* START DATA *

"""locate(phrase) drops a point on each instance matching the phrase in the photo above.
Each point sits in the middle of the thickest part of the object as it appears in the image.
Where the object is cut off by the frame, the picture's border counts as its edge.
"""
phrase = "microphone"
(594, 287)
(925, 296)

* END DATA *
* START DATA *

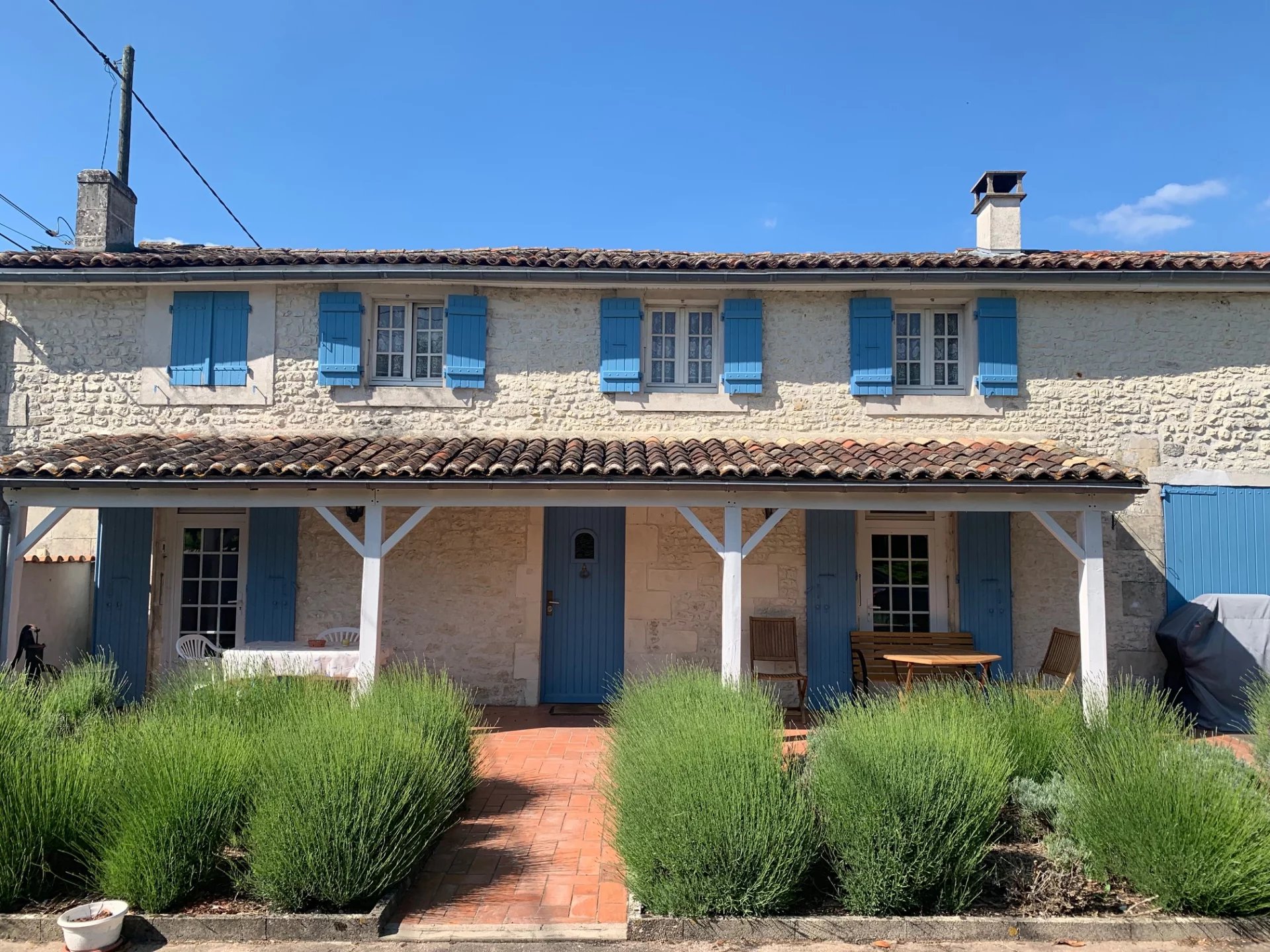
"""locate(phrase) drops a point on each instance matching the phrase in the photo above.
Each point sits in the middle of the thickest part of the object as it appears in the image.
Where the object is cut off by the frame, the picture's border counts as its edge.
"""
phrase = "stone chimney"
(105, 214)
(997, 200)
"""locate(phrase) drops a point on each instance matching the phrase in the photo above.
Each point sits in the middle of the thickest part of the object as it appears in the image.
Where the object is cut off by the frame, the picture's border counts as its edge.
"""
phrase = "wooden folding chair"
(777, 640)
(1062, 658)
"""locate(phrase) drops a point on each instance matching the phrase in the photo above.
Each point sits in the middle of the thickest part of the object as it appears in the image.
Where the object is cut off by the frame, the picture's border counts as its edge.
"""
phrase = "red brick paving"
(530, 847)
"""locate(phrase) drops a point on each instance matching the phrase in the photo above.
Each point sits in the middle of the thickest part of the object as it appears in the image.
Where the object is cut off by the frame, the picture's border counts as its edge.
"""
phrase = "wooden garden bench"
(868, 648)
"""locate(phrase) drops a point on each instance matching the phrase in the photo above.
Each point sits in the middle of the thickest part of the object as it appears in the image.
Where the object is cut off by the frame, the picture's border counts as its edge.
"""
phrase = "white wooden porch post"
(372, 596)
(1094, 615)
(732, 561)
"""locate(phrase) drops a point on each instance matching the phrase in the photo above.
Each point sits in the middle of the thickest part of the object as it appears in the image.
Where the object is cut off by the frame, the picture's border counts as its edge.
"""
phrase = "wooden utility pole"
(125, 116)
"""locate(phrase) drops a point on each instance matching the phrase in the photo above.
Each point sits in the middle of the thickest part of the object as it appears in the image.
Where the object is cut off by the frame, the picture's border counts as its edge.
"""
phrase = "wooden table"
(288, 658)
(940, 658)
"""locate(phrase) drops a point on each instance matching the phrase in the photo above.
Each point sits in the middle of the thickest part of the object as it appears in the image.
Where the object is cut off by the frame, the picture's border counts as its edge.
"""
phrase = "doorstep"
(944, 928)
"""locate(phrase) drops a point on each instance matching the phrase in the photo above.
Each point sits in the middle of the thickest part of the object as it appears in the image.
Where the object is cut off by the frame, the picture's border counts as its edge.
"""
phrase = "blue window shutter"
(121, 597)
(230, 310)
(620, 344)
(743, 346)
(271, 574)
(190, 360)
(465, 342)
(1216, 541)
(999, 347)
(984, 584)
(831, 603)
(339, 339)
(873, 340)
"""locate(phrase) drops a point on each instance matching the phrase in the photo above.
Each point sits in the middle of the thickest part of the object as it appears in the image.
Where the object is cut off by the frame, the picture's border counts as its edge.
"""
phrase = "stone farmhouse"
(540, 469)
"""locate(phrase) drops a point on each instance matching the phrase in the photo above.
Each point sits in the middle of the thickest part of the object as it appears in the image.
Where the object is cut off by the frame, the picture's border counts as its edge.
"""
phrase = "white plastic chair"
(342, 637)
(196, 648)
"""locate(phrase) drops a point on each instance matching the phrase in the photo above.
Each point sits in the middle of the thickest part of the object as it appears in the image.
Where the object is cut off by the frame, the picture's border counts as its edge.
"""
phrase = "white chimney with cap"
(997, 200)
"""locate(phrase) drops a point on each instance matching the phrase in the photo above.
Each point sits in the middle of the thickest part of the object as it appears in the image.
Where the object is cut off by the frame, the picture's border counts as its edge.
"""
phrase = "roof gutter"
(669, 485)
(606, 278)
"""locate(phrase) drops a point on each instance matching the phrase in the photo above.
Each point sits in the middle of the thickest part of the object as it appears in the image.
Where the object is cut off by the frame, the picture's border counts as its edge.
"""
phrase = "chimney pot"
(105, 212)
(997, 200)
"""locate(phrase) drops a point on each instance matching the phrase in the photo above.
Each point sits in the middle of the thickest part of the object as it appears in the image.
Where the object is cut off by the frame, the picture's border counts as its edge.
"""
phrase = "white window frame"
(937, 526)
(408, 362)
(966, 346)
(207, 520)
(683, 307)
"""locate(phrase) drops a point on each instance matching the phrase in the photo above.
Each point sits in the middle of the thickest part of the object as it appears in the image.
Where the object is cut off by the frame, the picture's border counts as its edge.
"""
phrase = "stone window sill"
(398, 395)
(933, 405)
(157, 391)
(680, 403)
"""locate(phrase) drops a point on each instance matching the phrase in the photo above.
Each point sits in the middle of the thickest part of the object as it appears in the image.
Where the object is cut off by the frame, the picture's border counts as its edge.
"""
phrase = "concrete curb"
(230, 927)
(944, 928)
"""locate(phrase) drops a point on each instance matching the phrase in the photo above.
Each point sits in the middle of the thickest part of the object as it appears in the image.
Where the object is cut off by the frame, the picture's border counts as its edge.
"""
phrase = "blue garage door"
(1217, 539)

* END DATA *

Collect every line from the rows above that contains the word "chimney", and copy each one in full.

phrase = "stone chimney"
phrase = "white chimney with cap"
phrase = "chimney pot"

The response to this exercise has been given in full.